*Extract to read*:
──────────
Net income for the property and casualty segment of $10.4 million for the quarter decreased $4.1 million compared to the same period in 2006, with year-to-date income down $8.2 million. The current year property and casualty combined ratios were 96.7 percent and 91.8 percent for the third quarter and nine months, respectively, compared to 91.2 percent and 88.3 percent in the prior year periods. Pretax catastrophe costs in the current quarter were $10.3 million compared to $7.2 million incurred in the third quarter of 2006. Favorable prior years’ reserve development totaling $3.7 million was recorded in the current quarter, down from the $5.1 million recorded in the third quarter of last year.

Annuity segment net income of $5.2 million for the quarter increased $1.8 million compared to the third quarter of 2006, contributing to a year-to-date increase of $3.8 million. In addition to double-digit growth in the interest margin and contract charges earned, there was a small positive effect from valuations of deferred policy acquisition costs and value of acquired insurance in force in the current period. Life segment net income of $5.5 million for this year’s third quarter and $12.7 million for the nine months each increased approximately $1.5 million compared to a year earlier, reflecting growth in investment income and lower mortality costs.

Segment Revenues

The company’s total premiums written and contract deposits increased 1 percent for the quarter and 2 percent for the nine months compared to the prior year. As previously disclosed, in August 2007 the National Education Association (“NEA”) educator excess professional liability insurance policy expired. As the primary component of involuntary and other property and casualty premiums, this policy represented approximately $8.6 million of premiums written in the prior year third quarter and nine months. Current quarter and year-to-date property and casualty premiums written reflected slight increases due to growth in average property premium per policy and growth in policies in force, however these were more than offset by a decrease in average auto premium per policy, higher catastrophe reinsurance premiums and the impact of the NEA educator excess professional liability insurance policy expiration.
──────────
*Recorded information*:
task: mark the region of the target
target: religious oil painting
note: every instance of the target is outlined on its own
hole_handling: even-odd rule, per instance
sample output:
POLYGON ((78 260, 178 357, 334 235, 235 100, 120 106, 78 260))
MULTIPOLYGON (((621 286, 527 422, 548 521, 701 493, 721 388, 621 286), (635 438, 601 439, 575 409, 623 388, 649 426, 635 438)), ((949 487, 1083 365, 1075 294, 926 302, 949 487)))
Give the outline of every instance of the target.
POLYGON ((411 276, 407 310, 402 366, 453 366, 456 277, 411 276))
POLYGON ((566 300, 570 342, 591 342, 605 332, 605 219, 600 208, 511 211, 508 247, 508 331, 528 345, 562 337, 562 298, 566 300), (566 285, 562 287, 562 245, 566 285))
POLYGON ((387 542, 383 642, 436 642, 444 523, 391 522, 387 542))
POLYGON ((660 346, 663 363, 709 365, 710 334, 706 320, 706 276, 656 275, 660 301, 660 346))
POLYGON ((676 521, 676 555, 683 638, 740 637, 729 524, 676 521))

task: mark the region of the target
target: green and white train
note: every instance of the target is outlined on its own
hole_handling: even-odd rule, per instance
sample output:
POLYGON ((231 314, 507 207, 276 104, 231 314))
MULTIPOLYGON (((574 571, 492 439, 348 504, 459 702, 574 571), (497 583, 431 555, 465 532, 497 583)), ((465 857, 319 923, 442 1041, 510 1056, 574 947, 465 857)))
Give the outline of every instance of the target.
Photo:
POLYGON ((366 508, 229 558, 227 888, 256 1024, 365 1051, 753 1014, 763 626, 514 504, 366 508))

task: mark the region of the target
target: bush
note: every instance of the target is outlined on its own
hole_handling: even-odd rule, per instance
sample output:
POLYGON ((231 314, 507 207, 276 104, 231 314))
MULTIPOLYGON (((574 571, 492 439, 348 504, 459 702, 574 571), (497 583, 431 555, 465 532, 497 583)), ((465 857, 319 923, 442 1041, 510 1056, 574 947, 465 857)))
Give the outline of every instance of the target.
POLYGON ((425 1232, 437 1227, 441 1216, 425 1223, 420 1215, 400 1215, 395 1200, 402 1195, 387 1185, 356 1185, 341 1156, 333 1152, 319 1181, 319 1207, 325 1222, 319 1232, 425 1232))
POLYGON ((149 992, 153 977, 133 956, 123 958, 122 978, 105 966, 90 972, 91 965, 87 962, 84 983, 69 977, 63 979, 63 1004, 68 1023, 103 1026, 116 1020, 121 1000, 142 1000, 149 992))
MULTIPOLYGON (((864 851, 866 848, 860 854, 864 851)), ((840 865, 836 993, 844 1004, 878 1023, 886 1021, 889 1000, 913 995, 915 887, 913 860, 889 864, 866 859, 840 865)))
──────────
*Your tasks*:
**1)** Echo, verbatim, the portion of the earnings excerpt above that lies between "Annuity segment net" and "lower mortality costs.", inclusive.
**2)** Duplicate the entries above from their first line through the line containing "POLYGON ((676 521, 676", inclusive, with no other lines.

*The solutions*:
**1)**
Annuity segment net income of $5.2 million for the quarter increased $1.8 million compared to the third quarter of 2006, contributing to a year-to-date increase of $3.8 million. In addition to double-digit growth in the interest margin and contract charges earned, there was a small positive effect from valuations of deferred policy acquisition costs and value of acquired insurance in force in the current period. Life segment net income of $5.5 million for this year’s third quarter and $12.7 million for the nine months each increased approximately $1.5 million compared to a year earlier, reflecting growth in investment income and lower mortality costs.

**2)**
task: mark the region of the target
target: religious oil painting
note: every instance of the target is outlined on its own
hole_handling: even-odd rule, per instance
sample output:
POLYGON ((78 260, 178 357, 334 235, 235 100, 120 106, 78 260))
MULTIPOLYGON (((621 286, 527 422, 548 521, 701 493, 721 388, 621 286), (635 438, 601 439, 575 409, 623 388, 649 426, 635 438)), ((949 487, 1083 365, 1075 294, 926 302, 949 487)))
Give the outline of every instance of the target.
POLYGON ((411 276, 407 310, 402 366, 453 366, 456 277, 411 276))
POLYGON ((566 300, 570 342, 591 342, 605 332, 605 219, 600 208, 511 211, 508 247, 508 331, 528 345, 562 337, 562 298, 566 300), (566 285, 562 287, 562 245, 566 285))
POLYGON ((387 542, 383 642, 436 642, 444 523, 391 522, 387 542))
POLYGON ((660 346, 663 363, 709 365, 710 334, 706 320, 706 276, 656 275, 660 301, 660 346))
POLYGON ((676 521, 676 555, 683 638, 740 637, 729 524, 676 521))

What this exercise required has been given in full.